Every line below should be copied out exactly.
(Given records)
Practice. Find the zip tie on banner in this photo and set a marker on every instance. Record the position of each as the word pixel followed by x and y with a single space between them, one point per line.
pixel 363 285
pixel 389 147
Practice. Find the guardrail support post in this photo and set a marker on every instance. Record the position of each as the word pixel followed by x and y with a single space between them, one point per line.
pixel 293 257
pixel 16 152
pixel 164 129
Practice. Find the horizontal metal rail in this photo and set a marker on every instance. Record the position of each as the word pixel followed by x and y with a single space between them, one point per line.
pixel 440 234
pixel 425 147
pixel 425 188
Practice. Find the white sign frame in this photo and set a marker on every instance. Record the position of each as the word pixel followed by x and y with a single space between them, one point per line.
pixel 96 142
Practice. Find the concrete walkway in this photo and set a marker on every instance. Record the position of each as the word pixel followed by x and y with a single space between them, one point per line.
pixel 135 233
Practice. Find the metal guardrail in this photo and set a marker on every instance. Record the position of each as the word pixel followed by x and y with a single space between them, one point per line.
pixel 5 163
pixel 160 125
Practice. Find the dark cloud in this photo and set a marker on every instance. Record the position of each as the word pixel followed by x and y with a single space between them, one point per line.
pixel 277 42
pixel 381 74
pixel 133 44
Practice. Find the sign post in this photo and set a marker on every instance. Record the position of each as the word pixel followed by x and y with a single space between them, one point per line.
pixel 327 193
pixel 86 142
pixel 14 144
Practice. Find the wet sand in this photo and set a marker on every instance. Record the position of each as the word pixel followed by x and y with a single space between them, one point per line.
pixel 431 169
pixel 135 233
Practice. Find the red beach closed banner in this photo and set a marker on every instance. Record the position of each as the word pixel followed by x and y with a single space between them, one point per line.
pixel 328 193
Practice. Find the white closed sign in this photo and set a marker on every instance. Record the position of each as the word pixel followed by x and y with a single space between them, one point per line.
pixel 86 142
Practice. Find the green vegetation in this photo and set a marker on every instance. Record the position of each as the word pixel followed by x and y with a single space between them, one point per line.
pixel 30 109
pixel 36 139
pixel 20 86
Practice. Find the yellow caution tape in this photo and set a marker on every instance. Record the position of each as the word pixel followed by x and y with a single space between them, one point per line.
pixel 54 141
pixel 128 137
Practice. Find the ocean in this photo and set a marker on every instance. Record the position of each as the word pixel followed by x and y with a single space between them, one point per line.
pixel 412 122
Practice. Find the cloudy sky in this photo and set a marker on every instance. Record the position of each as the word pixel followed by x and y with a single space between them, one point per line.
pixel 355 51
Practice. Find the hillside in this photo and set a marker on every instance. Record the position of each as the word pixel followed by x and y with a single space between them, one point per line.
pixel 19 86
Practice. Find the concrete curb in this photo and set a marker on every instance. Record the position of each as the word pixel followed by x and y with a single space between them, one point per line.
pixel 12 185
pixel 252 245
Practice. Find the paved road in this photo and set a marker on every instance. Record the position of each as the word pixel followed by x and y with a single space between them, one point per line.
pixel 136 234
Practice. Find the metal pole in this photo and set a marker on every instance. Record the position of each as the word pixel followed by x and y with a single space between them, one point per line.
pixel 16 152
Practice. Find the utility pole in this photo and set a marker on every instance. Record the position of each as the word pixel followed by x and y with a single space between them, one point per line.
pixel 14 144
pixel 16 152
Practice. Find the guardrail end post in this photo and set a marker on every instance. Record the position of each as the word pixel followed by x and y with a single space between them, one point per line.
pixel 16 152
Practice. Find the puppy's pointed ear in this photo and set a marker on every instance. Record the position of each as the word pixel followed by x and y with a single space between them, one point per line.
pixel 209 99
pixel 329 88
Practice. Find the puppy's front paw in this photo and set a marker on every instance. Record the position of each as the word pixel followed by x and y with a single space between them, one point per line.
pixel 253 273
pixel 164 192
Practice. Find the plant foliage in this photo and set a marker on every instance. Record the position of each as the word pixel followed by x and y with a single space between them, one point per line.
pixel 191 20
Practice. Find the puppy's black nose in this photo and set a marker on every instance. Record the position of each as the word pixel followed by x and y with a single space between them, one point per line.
(End Given records)
* [The completed task]
Practice. Find the zip tie on banner in this photo and set a marker on every instance. Record the position of each as the word pixel followed by x and y with a single space between them, one point per line.
pixel 363 285
pixel 389 147
Practice. Find the guardrail support post in this photo and set a marker on every instance. Record the position of each as the word pixel followed by x and y with a single space between them, one point per line.
pixel 293 257
pixel 16 152
pixel 164 129
Practice. Find the horizontal metal rail in this photo and set a marker on every instance. Record the position of each as the word pixel followed by x and y with a single space between them, one point per line.
pixel 440 234
pixel 425 147
pixel 425 188
Practice. Find the white sign frame in this photo and set a marker on every instance. Record the position of each as the word pixel followed by x and y with a single space between them, one point per line.
pixel 96 142
Practice. Find the concrete walkway in this photo and set a marker on every instance. Record the position of each as the word pixel followed by x and y with a single space between them, one point per line.
pixel 135 233
Practice. Find the metal guardrail in this photo and set a marker on every instance. Record the position of each as the word pixel followed by x and y with a single space between them, one point per line.
pixel 5 163
pixel 160 125
Practice. Find the dark cloud in this photo and set a marker on every instance. Record the position of each as the word pixel followed by x and y with a single space between them, one point per line.
pixel 277 42
pixel 381 74
pixel 133 44
Practice. Find the sign post in this photo and set a marker on every instance. Record the position of each as the word pixel followed by x and y with a single space between them, one point per line.
pixel 327 193
pixel 86 142
pixel 14 144
Practice. Find the wet sand in this photo and set a marker on every instance. Record the position of each as the word pixel followed by x and y with a single space between them, one point per line.
pixel 431 169
pixel 135 233
Practice. Find the red beach closed banner in this photo and set a marker on every instance. Record the position of each as the word pixel followed by x and y with a single space between them, one point per line.
pixel 328 193
Practice. Find the white closed sign in this photo and set a marker on every instance. Record the position of each as the word pixel followed by x and y with a single space between them, one point per line.
pixel 86 142
Practice. Find the green vegetation in this photo and set a marker on every instance. Record the position of each as the word pixel followed by x and y with a single space between them, one point per line.
pixel 30 109
pixel 36 139
pixel 20 86
Practice. Find the yellow caution tape in this photo and set a marker on every instance. Record the position of each as the word pixel followed by x and y with a single space between them, one point per line.
pixel 54 141
pixel 128 137
Practice. Find the ocean in this photo and set a marker on every instance. Record the position of each as the word pixel followed by x and y with a single space between them, one point per line.
pixel 412 122
Practice. Find the cloudy sky in this photo and set a marker on every instance. Record the position of each as the word pixel followed by x and y with a single space between them, one point per line.
pixel 355 51
Practice. Find the hillside in this photo and set a marker on every instance. Record the position of each as the word pixel followed by x and y with a single space between them, one point per line.
pixel 19 86
Practice. Find the concrete curb in this photo and set a marker on every instance. Record the position of each as the word pixel followed by x and y with a single space between them, one point per line.
pixel 12 185
pixel 252 245
Practice. Find the paved road in this photo and set a marker on every instance. Record the position of each as the word pixel followed by x and y with a single space between them, one point per line.
pixel 136 234
Practice. Find the metal pole in this photo and set a marker on every instance. Record the position of each as the word pixel followed by x and y with a single space between them, one point per line.
pixel 16 152
Practice. Find the utility pole in this photo and set a marker on every instance. Record the position of each as the word pixel followed by x and y with a single space between them, one point per line.
pixel 14 144
pixel 16 152
Practice. Find the guardrail end post in this photo and set a marker on every instance. Record the position of each as the word pixel followed by x and y with a single space between them, one point per line.
pixel 16 152
Practice. Find the puppy's pointed ear in this photo and set a marker on every instance. Record the position of each as the word pixel followed by x and y with a single space between them, one point per line.
pixel 209 99
pixel 329 88
Practice. Find the puppy's front paw in this photo and set a marker on every instance. Record the position of each as the word pixel followed by x and y with a single space between them, one point per line.
pixel 253 273
pixel 164 192
Practice. Find the plant foliage in this photo and set a marker on every instance. Record the position of each as the word pixel followed by x and y with a single space between them, one point per line.
pixel 191 20
Practice. Find the puppy's black nose in this photo and set a marker on every instance. Record the position of each as the word pixel followed by x and y with a single space between them, one point per line.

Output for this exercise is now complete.